=== TEKS YANG DIBERIKAN ===

ASSALAMU'ALAIKUM. WR.WB

SELAMAT DATANG DI BLOGGER SITI ZUBAIDAH, SEMOGA BISA MENJADI BERMANFAAT BAGI KITA SEMUA. AMIN......
SALAM SEJAHTERAH DAN SELALU SEMANGAT UNTUK MENYONGSONG MASA DEPAN YANG DI IMPIKAN................

Kamis, 22 Desember 2011

SEJARAH PERS

1.      Sejarah Pers Kolonial
Pers Kolonial adalah pers yang diusahakan oleh orang-orang Belanda di Indonesia pada masa kolonial/penjajahan. Pers kolonial meliputi surat kabar, majalah, dan koran berbahasa Belanda, daerah atau Indonesia yang bertujuan membela kepentingan kaum kolonialis Belanda.
2.      Sejarah Pers China
Pers Cina adalah pers yang diusahakan oleh orang-orang Cina di Indonesia. Pers Cina meliputi koran-koran, majalah dalam bahasa Cina, Indonesia atau Belanda yang diterbitkan oleh golongan penduduk keturunan Cina.
3.      Sejarah Pers Nasional
Pers Nasional adalah pers yang diusahakan oleh orang-orang Indonesia terutama orang-orang pergerakan dan diperuntukkan bagi orang Indonesia. Pers ini bertujuan memperjuangkan hak-hak bangsa Indonesia di masa penjajahan. Tirtohadisorejo atau Raden Djokomono, pendiri surat kabar mingguan Medan Priyayi yang sejak 1910 berkembang menjadi harian, dianggap sebagai tokoh pemrakarsa pers Nasional.

===

(SOAL A):
Siapa yang dianggap sebagai tokoh pemrakarsa pers Nasional menurut teks tentang sejarah pers?

=== BAHAN YANG DIBERIKAN ===

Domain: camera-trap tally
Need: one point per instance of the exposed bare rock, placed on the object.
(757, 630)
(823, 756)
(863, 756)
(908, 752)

===

(SOAL B):
Temukan setiap baris pada entri yang memuat kata "exposed", lalu salin baris-baris tersebut.

(JAWABAN TUGAS A):
Tirtohadisorejo atau Raden Djokomono, pendiri surat kabar mingguan Medan Priyayi.

(JAWABAN TUGAS B):
Need: one point per instance of the exposed bare rock, placed on the object.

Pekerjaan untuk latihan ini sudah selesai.